What you need to do » What do the lines say from the start of the entries through the one containing "TARGET = glass balcony railing"? Repeat them exactly.

Data records »
-------

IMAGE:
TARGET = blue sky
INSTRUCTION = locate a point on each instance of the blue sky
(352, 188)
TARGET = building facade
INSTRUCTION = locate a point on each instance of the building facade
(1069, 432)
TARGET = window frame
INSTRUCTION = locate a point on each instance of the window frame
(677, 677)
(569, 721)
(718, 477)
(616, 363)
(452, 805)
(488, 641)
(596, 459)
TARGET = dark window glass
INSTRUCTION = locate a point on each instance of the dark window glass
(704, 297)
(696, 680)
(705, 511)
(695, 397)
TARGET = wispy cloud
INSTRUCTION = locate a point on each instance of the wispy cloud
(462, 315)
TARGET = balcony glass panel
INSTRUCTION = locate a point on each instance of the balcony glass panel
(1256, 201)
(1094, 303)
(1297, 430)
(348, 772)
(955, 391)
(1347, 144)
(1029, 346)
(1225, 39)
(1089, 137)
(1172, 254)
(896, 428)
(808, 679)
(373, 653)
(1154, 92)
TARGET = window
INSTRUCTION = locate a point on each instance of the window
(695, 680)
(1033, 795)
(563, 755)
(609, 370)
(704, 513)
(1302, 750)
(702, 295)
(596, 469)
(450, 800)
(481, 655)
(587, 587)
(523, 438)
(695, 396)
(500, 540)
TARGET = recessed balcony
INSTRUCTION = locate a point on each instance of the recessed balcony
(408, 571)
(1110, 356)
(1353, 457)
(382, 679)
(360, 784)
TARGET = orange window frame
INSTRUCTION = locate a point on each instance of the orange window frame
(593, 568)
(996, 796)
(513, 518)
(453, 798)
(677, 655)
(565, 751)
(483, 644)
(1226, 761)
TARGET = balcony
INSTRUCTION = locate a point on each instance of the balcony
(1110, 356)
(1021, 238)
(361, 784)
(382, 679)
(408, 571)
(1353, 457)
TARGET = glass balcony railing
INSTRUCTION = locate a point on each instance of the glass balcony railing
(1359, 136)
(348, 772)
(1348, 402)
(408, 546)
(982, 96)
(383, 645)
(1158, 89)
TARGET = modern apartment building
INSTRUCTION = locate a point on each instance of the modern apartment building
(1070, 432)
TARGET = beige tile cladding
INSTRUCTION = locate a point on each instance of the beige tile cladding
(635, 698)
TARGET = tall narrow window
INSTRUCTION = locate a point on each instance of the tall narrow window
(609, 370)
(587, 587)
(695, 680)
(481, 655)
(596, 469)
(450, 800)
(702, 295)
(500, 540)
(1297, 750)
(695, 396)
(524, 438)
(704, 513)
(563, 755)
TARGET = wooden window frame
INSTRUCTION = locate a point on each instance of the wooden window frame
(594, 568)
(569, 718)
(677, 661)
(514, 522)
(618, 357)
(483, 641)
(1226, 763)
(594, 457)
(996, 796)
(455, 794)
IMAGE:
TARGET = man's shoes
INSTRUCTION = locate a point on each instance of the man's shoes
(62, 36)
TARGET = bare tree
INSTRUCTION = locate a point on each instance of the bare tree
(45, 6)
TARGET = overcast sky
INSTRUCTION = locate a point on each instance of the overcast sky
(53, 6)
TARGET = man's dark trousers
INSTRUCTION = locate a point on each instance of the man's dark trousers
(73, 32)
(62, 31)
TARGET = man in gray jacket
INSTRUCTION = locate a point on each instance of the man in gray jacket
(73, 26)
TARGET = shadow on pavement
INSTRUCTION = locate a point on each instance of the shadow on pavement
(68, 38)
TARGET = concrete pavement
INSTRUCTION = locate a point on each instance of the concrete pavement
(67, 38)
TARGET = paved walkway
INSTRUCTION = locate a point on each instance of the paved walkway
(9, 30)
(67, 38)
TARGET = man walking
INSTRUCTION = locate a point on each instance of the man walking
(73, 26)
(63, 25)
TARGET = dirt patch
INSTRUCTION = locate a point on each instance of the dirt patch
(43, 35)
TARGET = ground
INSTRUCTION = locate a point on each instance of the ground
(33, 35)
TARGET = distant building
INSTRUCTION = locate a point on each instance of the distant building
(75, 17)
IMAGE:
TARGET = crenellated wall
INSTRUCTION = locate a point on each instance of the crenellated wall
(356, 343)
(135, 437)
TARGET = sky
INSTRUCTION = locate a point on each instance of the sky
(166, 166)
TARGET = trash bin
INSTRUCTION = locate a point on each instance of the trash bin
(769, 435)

-------

Result of this exercise »
IMAGE:
TARGET = blue sky
INSTRUCTION = locate a point on each instance of the blue sky
(352, 188)
TARGET = building facade
INSTRUCTION = locate a point on each instance of the building facade
(1069, 432)
TARGET = window frame
INSTRUCTION = locate a point on each instance of the window frame
(677, 677)
(569, 721)
(718, 477)
(616, 363)
(452, 805)
(488, 641)
(596, 459)
TARGET = dark window glass
INSTRUCTION = locate a point on each instance of the dark window glass
(704, 297)
(696, 680)
(705, 511)
(695, 397)
TARGET = wispy cloud
INSTRUCTION = locate a point on each instance of the wispy cloud
(462, 315)
TARGET = balcony glass panel
INSTRUCTION = locate a point on each instance of the balcony glass panel
(1256, 201)
(1094, 303)
(1297, 430)
(348, 772)
(955, 391)
(1347, 144)
(1029, 346)
(1225, 39)
(1089, 137)
(1172, 254)
(896, 428)
(808, 679)
(373, 653)
(1154, 92)
TARGET = window
INSTRUCTION = locate a point on each instance of the window
(695, 680)
(1033, 795)
(563, 755)
(609, 370)
(704, 513)
(1302, 750)
(702, 295)
(596, 469)
(450, 800)
(481, 655)
(587, 587)
(523, 438)
(695, 396)
(500, 540)
TARGET = recessed balcony
INSTRUCTION = locate a point on each instance of the recessed balcony
(408, 571)
(1110, 356)
(1353, 457)
(382, 679)
(360, 784)
TARGET = orange window frame
INSTRUCTION = locate a point on each instance of the orange window frame
(593, 568)
(996, 796)
(513, 518)
(453, 798)
(677, 655)
(565, 751)
(483, 644)
(1226, 761)
TARGET = balcony
INSTRUCTION = locate a point on each instance of the balcony
(1110, 356)
(1021, 238)
(361, 784)
(382, 679)
(408, 571)
(1353, 457)
TARGET = glass balcony railing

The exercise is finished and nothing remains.